**EXTRACT**
##############################
Guy Sagiv co-heads the Family Wealth Management Group at the Yigal Arnon & Co. law firm and has been advising high net families and individuals on their estate planning for more than a decade. Guy believes that the coronavirus is a wake-up call for every person who has been procrastinating with dealing with their estate planning.

Don't you find it awkward to conduct meetings over Zoom or Skype on such sensitive and complex matters?

"Admittedly, I did think this will be an issue, but then I realized that the lack of boundaries actually creates a more friendly and informal environment for clients, making such meetings much more effective by creating intimacy which is very hard to achieve at our offices the 47th floor in Azrieli Towers in Tel Aviv."

I understand that you have recently adopted a new holistic approach. Why?

"I believe that our decision to adopt the holistic and cumulative approach used in England and the US in the area of family wealth management and private clients has proven itself during the years and more so during the recent pandemic."
##############################
**SUPPLIED ENTRIES**
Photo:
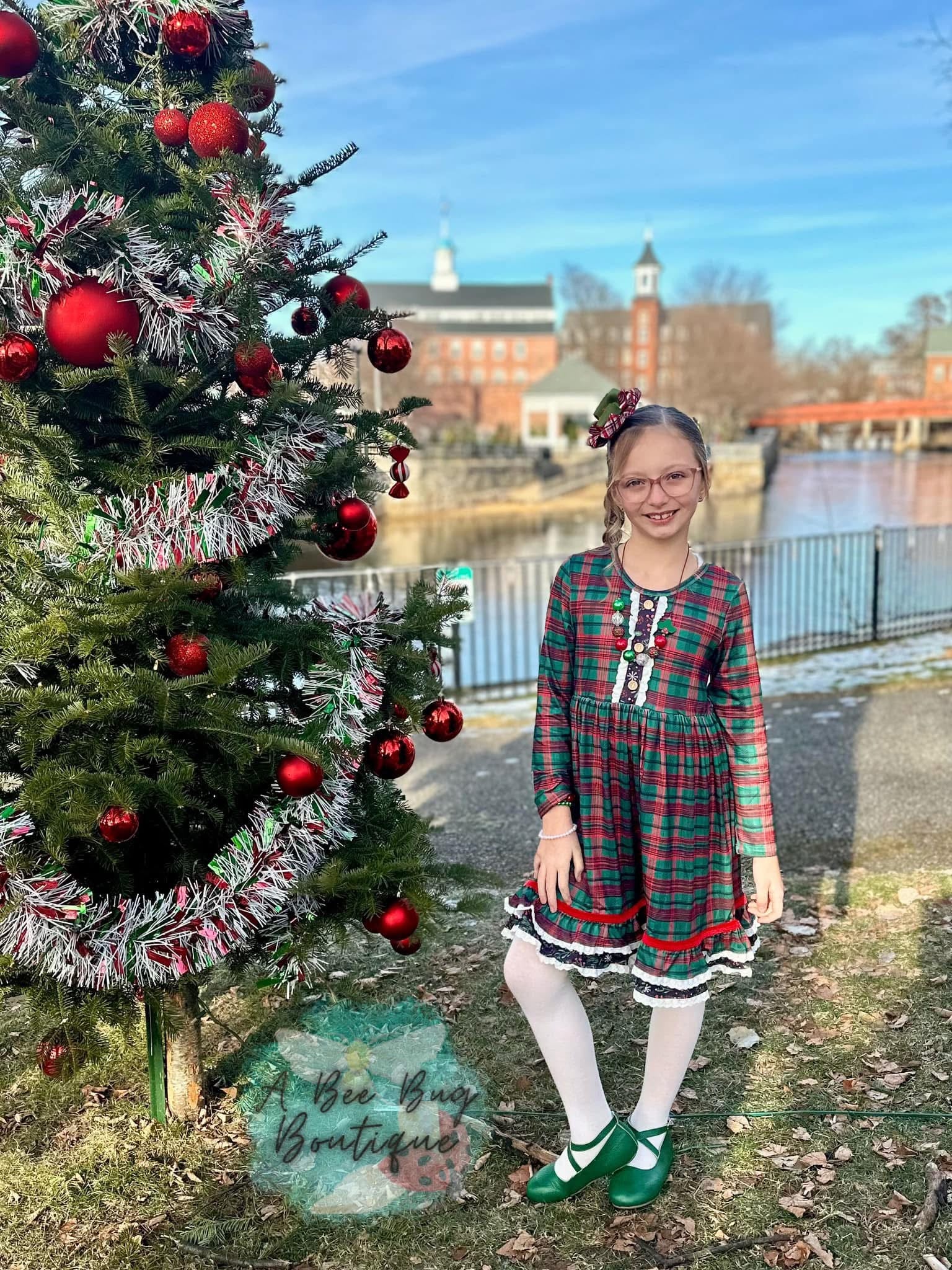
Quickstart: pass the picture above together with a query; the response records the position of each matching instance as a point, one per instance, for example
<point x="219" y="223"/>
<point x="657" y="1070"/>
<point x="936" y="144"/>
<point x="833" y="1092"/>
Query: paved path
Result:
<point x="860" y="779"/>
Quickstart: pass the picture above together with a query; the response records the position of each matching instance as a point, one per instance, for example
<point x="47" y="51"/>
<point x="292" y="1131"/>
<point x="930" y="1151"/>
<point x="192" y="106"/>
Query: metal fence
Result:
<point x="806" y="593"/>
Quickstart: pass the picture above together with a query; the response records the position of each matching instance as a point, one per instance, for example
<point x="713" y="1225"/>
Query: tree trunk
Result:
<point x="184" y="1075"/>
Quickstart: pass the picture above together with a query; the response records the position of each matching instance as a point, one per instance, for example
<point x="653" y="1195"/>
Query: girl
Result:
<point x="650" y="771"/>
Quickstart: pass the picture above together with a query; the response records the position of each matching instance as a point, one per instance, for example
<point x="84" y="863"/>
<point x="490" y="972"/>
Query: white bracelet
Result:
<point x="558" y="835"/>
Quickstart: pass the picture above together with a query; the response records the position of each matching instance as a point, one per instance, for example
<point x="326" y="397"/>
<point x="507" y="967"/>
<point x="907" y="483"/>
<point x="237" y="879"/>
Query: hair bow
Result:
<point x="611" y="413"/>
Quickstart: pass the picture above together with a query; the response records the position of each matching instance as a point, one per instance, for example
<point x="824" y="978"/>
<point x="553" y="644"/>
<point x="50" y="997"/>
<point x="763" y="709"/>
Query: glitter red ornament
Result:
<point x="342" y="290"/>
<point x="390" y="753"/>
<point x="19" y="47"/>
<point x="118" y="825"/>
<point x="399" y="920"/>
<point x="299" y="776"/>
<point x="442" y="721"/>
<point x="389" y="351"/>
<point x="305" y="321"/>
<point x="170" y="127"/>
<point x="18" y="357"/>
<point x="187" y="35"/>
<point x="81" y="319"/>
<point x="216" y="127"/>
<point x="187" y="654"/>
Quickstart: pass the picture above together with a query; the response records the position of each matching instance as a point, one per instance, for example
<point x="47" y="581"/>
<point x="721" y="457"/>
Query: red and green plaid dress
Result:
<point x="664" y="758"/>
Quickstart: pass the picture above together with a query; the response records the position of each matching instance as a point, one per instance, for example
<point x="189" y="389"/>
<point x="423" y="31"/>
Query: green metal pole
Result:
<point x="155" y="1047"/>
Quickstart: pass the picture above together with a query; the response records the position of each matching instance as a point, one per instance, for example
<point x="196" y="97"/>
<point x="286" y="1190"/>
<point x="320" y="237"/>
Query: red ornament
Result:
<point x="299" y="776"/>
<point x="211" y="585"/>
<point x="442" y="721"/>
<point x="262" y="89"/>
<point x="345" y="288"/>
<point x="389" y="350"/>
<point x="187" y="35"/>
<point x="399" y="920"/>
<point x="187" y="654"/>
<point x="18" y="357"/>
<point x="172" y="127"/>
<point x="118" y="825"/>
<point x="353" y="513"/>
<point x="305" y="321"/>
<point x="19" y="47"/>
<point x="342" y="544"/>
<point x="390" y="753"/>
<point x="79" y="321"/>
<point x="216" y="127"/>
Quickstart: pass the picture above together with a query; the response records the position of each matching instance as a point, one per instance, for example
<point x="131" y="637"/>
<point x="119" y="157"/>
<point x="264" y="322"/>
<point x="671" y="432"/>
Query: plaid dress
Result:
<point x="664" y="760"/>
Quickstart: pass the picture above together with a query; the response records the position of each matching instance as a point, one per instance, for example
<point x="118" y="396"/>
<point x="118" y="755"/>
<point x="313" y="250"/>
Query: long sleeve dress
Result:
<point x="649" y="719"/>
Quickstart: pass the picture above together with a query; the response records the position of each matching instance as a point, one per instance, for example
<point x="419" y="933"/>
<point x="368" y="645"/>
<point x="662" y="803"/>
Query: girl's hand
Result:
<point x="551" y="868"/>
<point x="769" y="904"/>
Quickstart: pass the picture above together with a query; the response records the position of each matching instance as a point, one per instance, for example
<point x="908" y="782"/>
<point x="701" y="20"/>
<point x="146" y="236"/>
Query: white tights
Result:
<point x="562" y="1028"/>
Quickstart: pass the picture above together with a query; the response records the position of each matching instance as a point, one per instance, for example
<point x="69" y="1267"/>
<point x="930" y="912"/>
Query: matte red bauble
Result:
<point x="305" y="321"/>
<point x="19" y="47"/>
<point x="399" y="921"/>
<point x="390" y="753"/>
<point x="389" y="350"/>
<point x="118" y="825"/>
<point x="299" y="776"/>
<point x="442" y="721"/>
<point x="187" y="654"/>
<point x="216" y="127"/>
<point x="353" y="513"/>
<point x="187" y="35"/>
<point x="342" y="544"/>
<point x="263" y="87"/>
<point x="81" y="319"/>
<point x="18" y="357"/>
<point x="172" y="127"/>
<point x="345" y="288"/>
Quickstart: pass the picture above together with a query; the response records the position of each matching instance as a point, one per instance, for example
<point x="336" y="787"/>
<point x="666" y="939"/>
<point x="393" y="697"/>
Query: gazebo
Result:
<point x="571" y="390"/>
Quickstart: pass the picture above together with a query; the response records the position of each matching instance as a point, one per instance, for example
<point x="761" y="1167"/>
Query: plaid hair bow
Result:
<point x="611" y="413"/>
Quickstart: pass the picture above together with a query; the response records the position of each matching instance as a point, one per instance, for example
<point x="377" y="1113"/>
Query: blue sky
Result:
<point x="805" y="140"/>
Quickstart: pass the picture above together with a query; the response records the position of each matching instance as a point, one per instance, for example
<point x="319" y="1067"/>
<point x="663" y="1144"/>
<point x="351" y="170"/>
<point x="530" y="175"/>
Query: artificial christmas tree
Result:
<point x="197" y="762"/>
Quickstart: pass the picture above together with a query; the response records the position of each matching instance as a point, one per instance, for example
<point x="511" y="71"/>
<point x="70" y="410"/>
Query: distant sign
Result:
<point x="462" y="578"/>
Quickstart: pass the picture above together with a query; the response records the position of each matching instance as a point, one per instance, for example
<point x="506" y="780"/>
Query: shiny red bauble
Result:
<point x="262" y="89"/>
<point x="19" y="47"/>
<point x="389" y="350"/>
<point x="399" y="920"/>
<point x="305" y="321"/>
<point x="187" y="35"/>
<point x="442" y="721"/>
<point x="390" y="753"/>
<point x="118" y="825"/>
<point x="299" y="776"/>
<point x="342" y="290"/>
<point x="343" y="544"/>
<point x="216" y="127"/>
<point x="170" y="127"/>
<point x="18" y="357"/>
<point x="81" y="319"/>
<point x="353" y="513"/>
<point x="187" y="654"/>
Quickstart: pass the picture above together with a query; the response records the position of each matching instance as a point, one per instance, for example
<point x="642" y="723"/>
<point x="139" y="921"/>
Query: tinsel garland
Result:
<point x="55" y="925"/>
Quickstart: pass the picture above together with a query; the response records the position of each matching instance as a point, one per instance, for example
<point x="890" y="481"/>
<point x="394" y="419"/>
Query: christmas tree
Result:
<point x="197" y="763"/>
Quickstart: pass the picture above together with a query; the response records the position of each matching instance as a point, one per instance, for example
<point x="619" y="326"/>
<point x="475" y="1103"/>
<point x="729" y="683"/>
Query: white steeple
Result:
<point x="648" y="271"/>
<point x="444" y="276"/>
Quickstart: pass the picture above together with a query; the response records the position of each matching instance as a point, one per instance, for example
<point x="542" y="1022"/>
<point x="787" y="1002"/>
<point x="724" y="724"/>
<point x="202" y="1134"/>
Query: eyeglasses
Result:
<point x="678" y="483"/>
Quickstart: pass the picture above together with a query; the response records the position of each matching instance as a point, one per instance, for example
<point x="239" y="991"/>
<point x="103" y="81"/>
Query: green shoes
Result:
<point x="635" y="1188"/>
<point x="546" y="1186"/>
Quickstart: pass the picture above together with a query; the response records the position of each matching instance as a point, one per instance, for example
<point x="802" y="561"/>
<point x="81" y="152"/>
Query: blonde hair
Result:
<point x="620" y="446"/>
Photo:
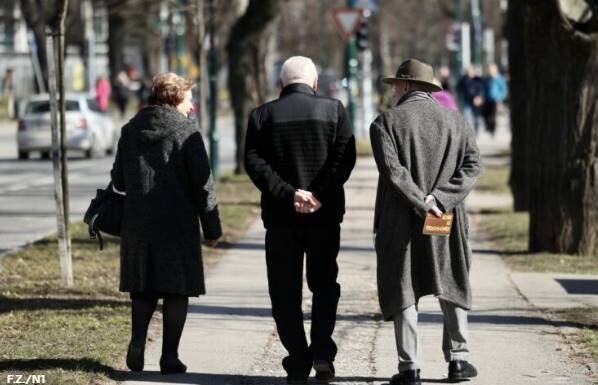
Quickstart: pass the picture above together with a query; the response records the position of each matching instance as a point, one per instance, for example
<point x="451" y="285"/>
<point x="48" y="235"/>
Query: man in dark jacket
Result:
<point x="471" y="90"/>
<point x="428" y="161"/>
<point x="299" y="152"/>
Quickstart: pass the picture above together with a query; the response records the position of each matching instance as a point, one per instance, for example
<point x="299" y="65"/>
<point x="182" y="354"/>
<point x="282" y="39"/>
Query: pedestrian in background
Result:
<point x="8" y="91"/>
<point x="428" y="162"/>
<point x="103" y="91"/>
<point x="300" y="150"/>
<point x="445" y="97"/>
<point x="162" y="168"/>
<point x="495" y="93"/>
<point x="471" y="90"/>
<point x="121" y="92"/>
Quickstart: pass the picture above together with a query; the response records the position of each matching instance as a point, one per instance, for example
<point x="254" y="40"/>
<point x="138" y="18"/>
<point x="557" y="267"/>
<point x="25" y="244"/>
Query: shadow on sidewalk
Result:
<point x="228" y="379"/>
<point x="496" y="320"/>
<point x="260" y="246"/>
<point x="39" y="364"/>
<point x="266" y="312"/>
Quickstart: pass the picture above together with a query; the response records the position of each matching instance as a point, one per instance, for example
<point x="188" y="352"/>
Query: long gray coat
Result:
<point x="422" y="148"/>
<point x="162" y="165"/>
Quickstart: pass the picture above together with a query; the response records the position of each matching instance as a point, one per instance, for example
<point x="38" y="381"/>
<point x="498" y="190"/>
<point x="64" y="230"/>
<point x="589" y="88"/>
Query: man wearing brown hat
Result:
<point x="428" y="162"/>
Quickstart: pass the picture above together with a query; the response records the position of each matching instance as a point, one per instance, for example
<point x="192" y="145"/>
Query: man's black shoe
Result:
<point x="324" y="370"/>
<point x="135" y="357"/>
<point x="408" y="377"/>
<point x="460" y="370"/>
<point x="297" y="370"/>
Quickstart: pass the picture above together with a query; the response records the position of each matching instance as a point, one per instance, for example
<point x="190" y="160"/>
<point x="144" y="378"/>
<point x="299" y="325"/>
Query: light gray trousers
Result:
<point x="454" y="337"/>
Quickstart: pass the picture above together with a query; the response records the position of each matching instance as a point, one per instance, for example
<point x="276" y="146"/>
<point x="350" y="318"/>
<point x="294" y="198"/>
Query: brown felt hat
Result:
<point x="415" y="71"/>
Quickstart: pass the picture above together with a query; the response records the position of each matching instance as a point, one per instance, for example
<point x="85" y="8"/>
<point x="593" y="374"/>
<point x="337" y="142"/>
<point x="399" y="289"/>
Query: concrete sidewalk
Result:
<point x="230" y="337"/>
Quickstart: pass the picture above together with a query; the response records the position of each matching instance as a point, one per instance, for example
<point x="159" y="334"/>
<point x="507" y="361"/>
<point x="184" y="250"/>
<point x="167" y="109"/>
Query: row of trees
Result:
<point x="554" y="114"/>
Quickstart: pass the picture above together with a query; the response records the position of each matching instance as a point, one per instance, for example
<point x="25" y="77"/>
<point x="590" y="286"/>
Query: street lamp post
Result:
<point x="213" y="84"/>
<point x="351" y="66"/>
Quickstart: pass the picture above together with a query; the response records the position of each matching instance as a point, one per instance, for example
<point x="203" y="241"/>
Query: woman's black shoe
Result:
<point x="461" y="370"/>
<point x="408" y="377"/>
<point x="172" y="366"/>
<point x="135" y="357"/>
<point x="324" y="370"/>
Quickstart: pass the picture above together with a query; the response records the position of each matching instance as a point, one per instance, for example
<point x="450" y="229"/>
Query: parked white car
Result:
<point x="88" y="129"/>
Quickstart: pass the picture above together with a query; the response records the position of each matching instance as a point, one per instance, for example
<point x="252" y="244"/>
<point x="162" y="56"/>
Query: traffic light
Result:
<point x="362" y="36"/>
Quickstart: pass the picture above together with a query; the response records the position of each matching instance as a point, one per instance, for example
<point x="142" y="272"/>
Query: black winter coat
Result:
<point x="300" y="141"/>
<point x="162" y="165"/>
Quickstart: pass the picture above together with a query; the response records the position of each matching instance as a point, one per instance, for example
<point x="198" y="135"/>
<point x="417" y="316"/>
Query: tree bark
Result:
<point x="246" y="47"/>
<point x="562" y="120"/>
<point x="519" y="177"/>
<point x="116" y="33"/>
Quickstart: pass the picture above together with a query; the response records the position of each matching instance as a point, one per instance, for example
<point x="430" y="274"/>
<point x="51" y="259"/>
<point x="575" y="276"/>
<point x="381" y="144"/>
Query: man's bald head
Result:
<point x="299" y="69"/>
##############################
**WHAT IS REQUIRED**
In the interview, where are the firm's offices located?

**SOLUTION TO THE PROBLEM**
On the 47th floor in Azrieli Towers in Tel Aviv.